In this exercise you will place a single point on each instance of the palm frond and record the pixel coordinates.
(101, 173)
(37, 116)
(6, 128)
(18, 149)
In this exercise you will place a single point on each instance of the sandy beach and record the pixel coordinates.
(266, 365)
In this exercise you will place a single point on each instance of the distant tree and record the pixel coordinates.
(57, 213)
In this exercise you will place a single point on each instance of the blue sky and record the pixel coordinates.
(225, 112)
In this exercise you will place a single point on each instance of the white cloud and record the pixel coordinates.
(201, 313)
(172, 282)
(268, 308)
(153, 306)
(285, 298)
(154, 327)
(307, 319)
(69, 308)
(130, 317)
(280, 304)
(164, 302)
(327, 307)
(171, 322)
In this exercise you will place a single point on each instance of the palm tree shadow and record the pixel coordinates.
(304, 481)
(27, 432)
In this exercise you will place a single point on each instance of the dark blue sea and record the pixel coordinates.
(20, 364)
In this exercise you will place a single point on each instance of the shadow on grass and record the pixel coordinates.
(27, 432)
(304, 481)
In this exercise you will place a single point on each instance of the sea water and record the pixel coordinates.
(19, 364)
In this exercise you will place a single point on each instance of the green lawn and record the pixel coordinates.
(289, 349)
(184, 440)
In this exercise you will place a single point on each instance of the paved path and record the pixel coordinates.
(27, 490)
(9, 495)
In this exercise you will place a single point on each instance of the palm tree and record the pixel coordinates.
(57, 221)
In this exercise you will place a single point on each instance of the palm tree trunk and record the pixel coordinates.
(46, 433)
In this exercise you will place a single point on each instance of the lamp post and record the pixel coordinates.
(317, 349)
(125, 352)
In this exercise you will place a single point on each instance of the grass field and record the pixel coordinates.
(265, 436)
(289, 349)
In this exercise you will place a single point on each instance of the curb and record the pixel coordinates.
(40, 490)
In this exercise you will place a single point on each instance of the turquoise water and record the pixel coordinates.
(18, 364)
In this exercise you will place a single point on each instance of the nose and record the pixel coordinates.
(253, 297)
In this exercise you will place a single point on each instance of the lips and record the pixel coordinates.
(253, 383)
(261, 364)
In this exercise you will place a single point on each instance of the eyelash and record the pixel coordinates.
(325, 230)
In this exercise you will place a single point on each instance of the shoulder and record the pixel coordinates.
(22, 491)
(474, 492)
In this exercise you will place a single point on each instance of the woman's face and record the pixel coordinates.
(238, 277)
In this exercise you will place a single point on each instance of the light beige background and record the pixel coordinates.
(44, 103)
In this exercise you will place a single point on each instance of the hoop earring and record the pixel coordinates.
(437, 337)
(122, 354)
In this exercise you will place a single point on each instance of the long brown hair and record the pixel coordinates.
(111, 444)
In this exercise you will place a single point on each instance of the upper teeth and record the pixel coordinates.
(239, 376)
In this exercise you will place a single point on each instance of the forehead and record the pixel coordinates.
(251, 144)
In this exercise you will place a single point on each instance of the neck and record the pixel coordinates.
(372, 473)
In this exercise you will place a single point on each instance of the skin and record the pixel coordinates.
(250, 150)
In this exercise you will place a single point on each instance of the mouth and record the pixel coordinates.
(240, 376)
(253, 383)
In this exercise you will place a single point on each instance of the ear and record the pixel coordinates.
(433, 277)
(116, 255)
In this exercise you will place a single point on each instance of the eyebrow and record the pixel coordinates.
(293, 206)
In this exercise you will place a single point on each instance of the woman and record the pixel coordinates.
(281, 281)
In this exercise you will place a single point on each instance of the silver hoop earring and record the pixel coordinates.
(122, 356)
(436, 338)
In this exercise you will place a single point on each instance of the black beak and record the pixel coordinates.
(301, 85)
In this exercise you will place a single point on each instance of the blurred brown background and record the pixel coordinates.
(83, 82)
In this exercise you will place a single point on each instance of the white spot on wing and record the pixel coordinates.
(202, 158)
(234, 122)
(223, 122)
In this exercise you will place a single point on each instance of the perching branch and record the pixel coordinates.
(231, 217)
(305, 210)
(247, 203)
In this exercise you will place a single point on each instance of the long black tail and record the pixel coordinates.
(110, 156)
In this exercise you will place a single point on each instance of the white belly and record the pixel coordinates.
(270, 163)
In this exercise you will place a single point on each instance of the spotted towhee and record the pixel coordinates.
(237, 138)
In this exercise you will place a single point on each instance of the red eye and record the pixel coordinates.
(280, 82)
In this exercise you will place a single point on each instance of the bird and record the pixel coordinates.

##############################

* Exercise aim *
Render every line of the records above as a Markdown table with the columns Row and Entry, giving each line its row number and leaving out blank lines.

* Result for this task *
| Row | Entry |
|---|---|
| 1 | In this exercise you will place a single point on each instance of the palm frond and record the pixel coordinates. |
| 2 | (101, 173) |
| 3 | (37, 116) |
| 4 | (6, 128) |
| 5 | (18, 149) |
| 6 | In this exercise you will place a single point on each instance of the sandy beach and record the pixel coordinates. |
| 7 | (266, 365) |
| 8 | In this exercise you will place a single point on each instance of the distant tree and record the pixel coordinates. |
| 9 | (57, 213) |
| 10 | In this exercise you will place a single point on each instance of the blue sky and record the pixel coordinates. |
| 11 | (225, 112) |
| 12 | In this exercise you will place a single point on each instance of the white cloud and record the pixel coordinates. |
| 13 | (201, 313) |
| 14 | (172, 282) |
| 15 | (268, 308) |
| 16 | (153, 306) |
| 17 | (285, 298) |
| 18 | (154, 327) |
| 19 | (307, 319) |
| 20 | (69, 308) |
| 21 | (130, 317) |
| 22 | (280, 304) |
| 23 | (164, 302) |
| 24 | (327, 307) |
| 25 | (171, 322) |
| 26 | In this exercise you will place a single point on each instance of the palm tree shadow and record the pixel coordinates. |
| 27 | (304, 481) |
| 28 | (27, 432) |
| 29 | In this exercise you will place a single point on each instance of the dark blue sea and record the pixel coordinates. |
| 30 | (20, 364) |
| 31 | In this exercise you will place a single point on each instance of the shadow on grass and record the pixel coordinates. |
| 32 | (27, 432) |
| 33 | (304, 481) |
| 34 | In this exercise you will place a single point on each instance of the sea water and record the pixel coordinates. |
| 35 | (19, 364) |
| 36 | In this exercise you will place a single point on each instance of the green lawn and record the pixel coordinates. |
| 37 | (289, 349) |
| 38 | (184, 440) |
| 39 | In this exercise you will place a single point on each instance of the paved path and record the pixel coordinates. |
| 40 | (27, 490) |
| 41 | (9, 495) |
| 42 | In this exercise you will place a single point on each instance of the palm tree and record the pixel coordinates. |
| 43 | (57, 221) |
| 44 | In this exercise you will place a single point on each instance of the palm tree trunk and record the pixel coordinates. |
| 45 | (46, 433) |
| 46 | In this exercise you will place a single point on each instance of the lamp post and record the pixel coordinates. |
| 47 | (317, 349) |
| 48 | (125, 352) |
| 49 | In this exercise you will place a single point on each instance of the grass field and record the pixel coordinates. |
| 50 | (265, 436) |
| 51 | (289, 349) |
| 52 | In this exercise you will place a single point on each instance of the curb and record the pixel coordinates. |
| 53 | (40, 490) |
| 54 | In this exercise you will place a single point on each instance of the turquoise water and record the pixel coordinates. |
| 55 | (18, 364) |
| 56 | In this exercise you will place a single point on each instance of the nose and record the pixel coordinates. |
| 57 | (253, 297) |
| 58 | In this exercise you will place a single point on each instance of the lips and record the pixel coordinates. |
| 59 | (253, 383) |
| 60 | (261, 364) |
| 61 | In this exercise you will place a single point on each instance of the eyelash and record the pixel coordinates. |
| 62 | (325, 230) |
| 63 | In this exercise you will place a single point on each instance of the shoulder and record the pixel coordinates. |
| 64 | (22, 491) |
| 65 | (474, 492) |
| 66 | In this exercise you will place a single point on each instance of the woman's face and record the pixel coordinates. |
| 67 | (238, 277) |
| 68 | In this exercise you will place a single point on each instance of the light beige background and record the pixel coordinates. |
| 69 | (44, 103) |
| 70 | In this exercise you will place a single point on each instance of the hoop earring and record the pixel coordinates. |
| 71 | (437, 337) |
| 72 | (122, 354) |
| 73 | In this exercise you will place a single point on each instance of the long brown hair and record the pixel coordinates. |
| 74 | (111, 444) |
| 75 | In this exercise you will place a single point on each instance of the upper teeth and record the pixel coordinates. |
| 76 | (239, 376) |
| 77 | In this exercise you will place a single point on each instance of the forehead and record the pixel coordinates. |
| 78 | (251, 144) |
| 79 | In this exercise you will place a single point on each instance of the neck and record the pixel coordinates. |
| 80 | (372, 473) |
| 81 | In this exercise you will place a single point on each instance of the skin and record the pixel coordinates. |
| 82 | (250, 150) |
| 83 | In this exercise you will place a single point on each instance of the mouth and record the pixel coordinates. |
| 84 | (240, 376) |
| 85 | (253, 383) |
| 86 | In this exercise you will place a single point on each instance of the ear and record the pixel coordinates. |
| 87 | (433, 277) |
| 88 | (116, 255) |
| 89 | In this exercise you will place a single point on each instance of the eyebrow and record the pixel coordinates. |
| 90 | (293, 206) |
| 91 | In this exercise you will place a single point on each instance of the woman and record the pixel coordinates. |
| 92 | (281, 281) |
| 93 | In this exercise you will place a single point on each instance of the silver hoop earring and record the pixel coordinates. |
| 94 | (122, 356) |
| 95 | (436, 338) |
| 96 | In this exercise you will place a single point on each instance of the black beak and record the pixel coordinates. |
| 97 | (301, 85) |
| 98 | In this exercise you will place a single point on each instance of the blurred brown background and record the pixel coordinates. |
| 99 | (83, 82) |
| 100 | In this exercise you will place a single point on each instance of the white spot on wing and record the pixel coordinates. |
| 101 | (202, 158) |
| 102 | (234, 122) |
| 103 | (223, 122) |
| 104 | In this exercise you will place a single point on each instance of the perching branch and record the pixel coordinates. |
| 105 | (231, 217) |
| 106 | (305, 210) |
| 107 | (247, 203) |
| 108 | In this exercise you will place a single point on each instance of the long black tail and record the pixel coordinates. |
| 109 | (110, 156) |
| 110 | In this exercise you will place a single point on each instance of the white belly and record the pixel coordinates. |
| 111 | (270, 163) |
| 112 | In this exercise you will place a single point on each instance of the spotted towhee and record the pixel coordinates. |
| 113 | (237, 138) |
| 114 | In this exercise you will place a single point on each instance of the red eye and record the pixel coordinates. |
| 115 | (280, 82) |
| 116 | In this exercise you will place a single point on each instance of the bird and record the pixel coordinates. |